Please duplicate everything in the polyhydroxyalkanoates passage from "Polyhydroxyalkanoates or PHAs" down to "production of bioplastics.", word for word.

▶ _SELECTED PASSAGE_
——————

Polyhydroxyalkanoates or PHAs are polyesters produced in nature by numerous microorganisms, including through bacterial fermentation of sugar or lipids. When produced by bacteria they serve as both a source of energy and as a carbon store. More than 150 different monomers can be combined within this family to give materials with extremely different properties. These plastics are biodegradable and are used in the production of bioplastics.
The mechanical properties and biocompatibility of PHA can also be changed by blending, modifying the surface or combining PHA with other polymers, enzymes and inorganic materials, making it possible for a wider range of applications.
To produce PHA, a culture of a micro-organism such as Cupriavidus necator is placed in a suitable medium and fed appropriate nutrients so that it multiplies rapidly. Once the population has reached a substantial level, the nutrient composition is changed to force the micro-organism to synthesize PHA. The yield of PHA obtained from the intracellular granule inclusions can be as high as 80% of the organism's dry weight.
The biosynthesis of PHA is usually caused by certain deficiency conditions (e.g. lack of macro elements such as phosphorus, nitrogen, trace elements, or lack of oxygen) and the excess supply of carbon sources.
Polyesters are deposited in the form of highly refractive granules in the cells. Depending upon the microorganism and the cultivation conditions, homo- or copolyesters with different hydroxyalkanic acids are generated. PHA granules are then recovered by disrupting the cells. Recombinant Bacillus subtilis str. pBE2C1 and Bacillus subtilis str. pBE2C1AB were used in production of polyhydroxyalkanoates (PHA) and it was shown that they could use malt waste as carbon source for lower cost of PHA production.
PHA synthases are the key enzymes of PHA biosynthesis. They use the coenzyme A - thioester of (r)-hydroxy fatty acids as substrates. The two classes of PHA synthases differ in the specific use of hydroxy fatty acids of short or medium chain length.
The resulting PHA is of the two types:
- Poly (HA SCL) from hydroxy fatty acids with short chain lengths including three to five carbon atoms are synthesized by numerous bacteria, including Cupriavidus necator and Alcaligenes latus (PHB).
- Poly (HA MCL) from hydroxy fatty acids with medium chain lengths including six to 14 carbon atoms, can be made for example, by Pseudomonas putida.
A few bacteria, including Aeromonas hydrophila and Thiococcus pfennigii, synthesize copolyester from the above two types of hydroxy fatty acids, or at least possess enzymes that are capable of part of this synthesis.

——————

▶ _DATA EXCERPTS_

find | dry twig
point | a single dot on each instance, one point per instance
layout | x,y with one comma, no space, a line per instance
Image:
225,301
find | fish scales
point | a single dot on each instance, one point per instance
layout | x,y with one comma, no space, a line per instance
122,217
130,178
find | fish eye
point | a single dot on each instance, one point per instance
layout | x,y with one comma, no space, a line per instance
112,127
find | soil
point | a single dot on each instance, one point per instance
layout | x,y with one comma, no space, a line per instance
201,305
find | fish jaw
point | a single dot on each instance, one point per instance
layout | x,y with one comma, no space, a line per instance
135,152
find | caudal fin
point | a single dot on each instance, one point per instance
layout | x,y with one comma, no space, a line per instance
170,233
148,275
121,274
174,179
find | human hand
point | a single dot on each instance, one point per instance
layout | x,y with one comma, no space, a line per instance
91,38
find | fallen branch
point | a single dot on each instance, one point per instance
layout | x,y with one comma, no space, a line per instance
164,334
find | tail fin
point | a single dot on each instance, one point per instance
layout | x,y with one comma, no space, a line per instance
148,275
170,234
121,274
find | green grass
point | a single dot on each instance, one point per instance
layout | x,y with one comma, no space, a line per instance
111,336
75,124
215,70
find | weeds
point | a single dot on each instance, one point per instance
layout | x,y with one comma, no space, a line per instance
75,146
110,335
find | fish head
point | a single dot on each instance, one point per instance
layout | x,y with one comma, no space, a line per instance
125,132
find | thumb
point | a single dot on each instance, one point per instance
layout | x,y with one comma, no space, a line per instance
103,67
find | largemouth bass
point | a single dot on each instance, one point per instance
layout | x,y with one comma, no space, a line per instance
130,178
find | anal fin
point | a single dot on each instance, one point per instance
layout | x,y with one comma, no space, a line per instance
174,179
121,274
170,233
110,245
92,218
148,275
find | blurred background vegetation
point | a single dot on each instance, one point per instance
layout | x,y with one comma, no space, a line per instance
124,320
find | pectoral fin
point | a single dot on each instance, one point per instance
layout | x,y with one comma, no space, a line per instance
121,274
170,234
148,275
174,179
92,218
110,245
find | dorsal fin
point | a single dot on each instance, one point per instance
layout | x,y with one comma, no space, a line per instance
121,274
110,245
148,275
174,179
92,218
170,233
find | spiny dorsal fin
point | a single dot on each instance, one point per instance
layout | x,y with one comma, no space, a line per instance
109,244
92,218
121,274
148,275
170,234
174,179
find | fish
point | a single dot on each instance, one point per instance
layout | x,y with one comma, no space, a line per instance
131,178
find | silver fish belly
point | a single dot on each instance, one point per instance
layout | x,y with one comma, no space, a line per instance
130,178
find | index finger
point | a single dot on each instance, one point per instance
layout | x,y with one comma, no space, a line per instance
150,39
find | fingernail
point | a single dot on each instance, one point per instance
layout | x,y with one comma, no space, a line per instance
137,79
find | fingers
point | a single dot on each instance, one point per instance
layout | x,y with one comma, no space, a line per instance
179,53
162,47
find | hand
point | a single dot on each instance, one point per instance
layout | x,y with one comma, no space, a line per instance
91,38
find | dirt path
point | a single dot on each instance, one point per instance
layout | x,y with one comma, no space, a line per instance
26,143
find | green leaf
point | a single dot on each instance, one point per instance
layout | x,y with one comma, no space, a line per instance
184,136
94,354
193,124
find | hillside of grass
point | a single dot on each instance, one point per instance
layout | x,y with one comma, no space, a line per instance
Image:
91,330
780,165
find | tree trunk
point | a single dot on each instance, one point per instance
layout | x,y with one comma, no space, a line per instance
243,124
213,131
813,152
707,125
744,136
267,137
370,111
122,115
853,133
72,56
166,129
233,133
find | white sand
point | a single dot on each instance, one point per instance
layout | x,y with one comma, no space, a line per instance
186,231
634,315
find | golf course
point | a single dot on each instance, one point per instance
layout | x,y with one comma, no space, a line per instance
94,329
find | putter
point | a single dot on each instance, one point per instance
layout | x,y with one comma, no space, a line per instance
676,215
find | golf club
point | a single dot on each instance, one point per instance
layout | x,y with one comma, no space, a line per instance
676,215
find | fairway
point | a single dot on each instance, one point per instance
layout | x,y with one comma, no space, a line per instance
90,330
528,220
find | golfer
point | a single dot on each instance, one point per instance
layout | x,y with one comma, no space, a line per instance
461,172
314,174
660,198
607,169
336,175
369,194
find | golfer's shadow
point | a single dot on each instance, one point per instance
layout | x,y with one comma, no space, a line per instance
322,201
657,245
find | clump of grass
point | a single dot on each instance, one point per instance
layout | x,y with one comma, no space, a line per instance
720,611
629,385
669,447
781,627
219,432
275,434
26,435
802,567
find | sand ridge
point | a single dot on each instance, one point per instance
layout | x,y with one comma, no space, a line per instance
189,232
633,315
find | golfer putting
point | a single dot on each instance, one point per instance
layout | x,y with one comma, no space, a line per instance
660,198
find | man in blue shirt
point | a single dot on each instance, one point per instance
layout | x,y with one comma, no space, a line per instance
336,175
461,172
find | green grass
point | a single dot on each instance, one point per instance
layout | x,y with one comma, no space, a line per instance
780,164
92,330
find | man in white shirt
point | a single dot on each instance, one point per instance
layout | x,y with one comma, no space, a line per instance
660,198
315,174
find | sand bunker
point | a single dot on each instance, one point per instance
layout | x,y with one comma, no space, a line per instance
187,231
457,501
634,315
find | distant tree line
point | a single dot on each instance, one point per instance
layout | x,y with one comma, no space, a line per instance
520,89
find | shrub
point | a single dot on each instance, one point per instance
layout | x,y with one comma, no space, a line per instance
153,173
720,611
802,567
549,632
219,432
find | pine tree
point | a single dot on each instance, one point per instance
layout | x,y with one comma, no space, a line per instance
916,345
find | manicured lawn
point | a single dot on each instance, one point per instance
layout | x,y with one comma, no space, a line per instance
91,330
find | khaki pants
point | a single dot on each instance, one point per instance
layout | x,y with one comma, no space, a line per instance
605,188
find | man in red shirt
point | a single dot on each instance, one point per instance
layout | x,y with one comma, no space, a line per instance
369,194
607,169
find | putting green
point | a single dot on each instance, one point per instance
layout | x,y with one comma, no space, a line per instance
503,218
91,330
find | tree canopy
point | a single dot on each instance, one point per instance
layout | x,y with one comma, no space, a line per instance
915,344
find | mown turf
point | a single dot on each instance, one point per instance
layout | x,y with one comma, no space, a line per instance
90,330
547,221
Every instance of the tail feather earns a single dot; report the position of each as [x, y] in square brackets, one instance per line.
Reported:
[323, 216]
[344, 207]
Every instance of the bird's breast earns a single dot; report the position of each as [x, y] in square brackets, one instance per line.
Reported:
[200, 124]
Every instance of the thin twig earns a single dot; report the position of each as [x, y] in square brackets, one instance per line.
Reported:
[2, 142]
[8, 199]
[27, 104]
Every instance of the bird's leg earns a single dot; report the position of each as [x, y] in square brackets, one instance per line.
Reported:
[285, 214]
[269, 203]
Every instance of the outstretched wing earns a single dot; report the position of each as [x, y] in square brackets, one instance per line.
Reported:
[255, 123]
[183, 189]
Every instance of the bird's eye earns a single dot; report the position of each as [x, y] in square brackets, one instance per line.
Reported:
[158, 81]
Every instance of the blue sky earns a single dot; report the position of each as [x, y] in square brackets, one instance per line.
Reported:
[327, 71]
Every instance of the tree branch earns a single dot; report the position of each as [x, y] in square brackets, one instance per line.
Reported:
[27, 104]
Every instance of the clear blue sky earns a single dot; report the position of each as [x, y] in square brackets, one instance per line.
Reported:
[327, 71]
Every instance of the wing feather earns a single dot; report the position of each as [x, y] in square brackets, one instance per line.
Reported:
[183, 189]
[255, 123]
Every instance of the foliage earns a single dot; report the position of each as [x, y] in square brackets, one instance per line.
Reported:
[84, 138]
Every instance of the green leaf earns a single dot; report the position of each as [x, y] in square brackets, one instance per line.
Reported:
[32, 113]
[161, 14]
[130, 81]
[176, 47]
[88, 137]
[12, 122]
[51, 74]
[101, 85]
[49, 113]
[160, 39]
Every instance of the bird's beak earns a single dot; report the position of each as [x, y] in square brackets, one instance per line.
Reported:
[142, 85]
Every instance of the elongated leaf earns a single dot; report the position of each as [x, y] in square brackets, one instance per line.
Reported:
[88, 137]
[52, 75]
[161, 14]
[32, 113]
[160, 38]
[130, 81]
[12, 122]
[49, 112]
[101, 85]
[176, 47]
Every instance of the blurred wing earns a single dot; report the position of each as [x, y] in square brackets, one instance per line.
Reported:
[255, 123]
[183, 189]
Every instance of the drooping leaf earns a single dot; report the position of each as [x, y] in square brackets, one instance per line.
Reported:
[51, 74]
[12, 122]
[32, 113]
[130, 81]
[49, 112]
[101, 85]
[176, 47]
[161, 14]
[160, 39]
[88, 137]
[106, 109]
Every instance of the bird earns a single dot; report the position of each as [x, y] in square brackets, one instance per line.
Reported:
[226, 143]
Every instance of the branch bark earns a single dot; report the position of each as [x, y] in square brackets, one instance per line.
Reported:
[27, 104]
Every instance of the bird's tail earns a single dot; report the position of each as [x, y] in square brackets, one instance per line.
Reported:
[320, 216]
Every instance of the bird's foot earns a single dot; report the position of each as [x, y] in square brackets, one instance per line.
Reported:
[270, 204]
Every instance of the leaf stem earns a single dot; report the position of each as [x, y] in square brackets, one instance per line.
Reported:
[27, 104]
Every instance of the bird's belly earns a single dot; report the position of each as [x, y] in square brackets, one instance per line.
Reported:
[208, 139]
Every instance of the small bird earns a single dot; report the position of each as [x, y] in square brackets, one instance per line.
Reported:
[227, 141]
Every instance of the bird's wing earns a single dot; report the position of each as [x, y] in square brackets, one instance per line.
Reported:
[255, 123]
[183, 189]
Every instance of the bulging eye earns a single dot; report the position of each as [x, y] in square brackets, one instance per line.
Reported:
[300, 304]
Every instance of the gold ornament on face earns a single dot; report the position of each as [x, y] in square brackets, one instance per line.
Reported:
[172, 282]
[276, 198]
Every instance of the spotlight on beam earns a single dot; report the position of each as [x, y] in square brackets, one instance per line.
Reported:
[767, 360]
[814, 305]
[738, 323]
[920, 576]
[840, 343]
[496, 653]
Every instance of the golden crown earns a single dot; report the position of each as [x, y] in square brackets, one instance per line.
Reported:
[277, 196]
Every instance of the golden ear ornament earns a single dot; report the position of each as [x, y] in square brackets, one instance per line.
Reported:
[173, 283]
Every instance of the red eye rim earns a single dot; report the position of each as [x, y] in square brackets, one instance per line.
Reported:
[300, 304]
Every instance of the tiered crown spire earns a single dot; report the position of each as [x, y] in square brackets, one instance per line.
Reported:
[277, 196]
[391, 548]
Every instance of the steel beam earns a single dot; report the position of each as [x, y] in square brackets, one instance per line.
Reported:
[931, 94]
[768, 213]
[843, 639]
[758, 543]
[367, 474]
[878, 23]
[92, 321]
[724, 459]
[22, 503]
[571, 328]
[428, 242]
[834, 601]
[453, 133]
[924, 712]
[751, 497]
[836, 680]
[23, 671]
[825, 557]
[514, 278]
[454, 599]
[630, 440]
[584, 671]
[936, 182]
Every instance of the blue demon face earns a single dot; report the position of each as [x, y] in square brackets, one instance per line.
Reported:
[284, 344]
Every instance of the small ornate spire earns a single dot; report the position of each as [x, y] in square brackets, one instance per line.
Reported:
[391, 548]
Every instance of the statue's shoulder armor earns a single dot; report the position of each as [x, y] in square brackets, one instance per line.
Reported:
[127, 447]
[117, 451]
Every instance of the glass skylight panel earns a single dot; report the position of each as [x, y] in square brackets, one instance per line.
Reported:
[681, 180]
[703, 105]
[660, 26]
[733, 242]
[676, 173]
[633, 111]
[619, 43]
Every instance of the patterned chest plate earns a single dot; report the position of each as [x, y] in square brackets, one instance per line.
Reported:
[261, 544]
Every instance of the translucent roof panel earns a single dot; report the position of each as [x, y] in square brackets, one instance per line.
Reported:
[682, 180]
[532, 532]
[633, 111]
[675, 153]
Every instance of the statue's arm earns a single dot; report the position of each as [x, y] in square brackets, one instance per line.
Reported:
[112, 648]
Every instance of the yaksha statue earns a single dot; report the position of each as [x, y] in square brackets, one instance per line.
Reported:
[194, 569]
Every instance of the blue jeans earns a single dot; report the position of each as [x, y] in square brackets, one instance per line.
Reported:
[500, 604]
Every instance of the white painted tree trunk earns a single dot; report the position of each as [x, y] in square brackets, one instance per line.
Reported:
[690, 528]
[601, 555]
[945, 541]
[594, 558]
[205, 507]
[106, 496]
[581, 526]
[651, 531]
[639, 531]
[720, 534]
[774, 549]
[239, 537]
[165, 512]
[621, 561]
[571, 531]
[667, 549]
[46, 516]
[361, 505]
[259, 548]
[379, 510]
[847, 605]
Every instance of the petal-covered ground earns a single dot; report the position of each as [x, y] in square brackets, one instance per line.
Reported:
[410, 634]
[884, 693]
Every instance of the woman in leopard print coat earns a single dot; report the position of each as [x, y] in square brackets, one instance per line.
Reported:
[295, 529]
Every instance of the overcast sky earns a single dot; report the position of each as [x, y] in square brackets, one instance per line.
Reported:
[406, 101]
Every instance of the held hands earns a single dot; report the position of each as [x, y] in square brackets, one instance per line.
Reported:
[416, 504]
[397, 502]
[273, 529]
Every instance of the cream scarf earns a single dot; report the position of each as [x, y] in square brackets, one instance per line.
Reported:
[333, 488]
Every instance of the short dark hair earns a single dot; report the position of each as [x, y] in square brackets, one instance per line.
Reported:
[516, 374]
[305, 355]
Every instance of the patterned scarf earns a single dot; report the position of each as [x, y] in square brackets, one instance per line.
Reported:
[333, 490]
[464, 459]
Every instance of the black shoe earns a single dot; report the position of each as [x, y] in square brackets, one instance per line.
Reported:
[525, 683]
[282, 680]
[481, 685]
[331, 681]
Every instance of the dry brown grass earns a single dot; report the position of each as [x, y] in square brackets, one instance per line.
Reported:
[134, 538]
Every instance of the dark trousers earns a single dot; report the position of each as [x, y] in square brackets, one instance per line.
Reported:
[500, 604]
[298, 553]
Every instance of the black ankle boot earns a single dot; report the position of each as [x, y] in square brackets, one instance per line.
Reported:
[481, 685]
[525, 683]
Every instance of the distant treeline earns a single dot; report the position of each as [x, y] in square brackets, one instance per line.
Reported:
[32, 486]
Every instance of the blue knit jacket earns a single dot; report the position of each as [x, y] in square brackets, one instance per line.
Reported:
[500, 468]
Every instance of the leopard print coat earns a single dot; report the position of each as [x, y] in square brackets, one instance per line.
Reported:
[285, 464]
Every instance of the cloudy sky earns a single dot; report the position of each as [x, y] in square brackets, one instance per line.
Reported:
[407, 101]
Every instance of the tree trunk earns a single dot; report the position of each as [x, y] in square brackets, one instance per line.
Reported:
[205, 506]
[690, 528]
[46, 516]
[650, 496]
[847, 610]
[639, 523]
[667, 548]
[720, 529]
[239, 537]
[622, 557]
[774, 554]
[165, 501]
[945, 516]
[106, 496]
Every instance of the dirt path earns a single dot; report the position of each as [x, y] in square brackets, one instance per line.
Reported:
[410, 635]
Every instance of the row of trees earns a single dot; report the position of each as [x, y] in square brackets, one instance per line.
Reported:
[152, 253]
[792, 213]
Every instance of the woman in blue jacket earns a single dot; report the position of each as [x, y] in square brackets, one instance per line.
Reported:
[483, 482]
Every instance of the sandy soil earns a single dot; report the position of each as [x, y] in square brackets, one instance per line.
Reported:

——————

▶ _ANSWER SPACE_
Polyhydroxyalkanoates or PHAs are polyesters produced in nature by numerous microorganisms, including through bacterial fermentation of sugar or lipids. When produced by bacteria they serve as both a source of energy and as a carbon store. More than 150 different monomers can be combined within this family to give materials with extremely different properties. These plastics are biodegradable and are used in the production of bioplastics.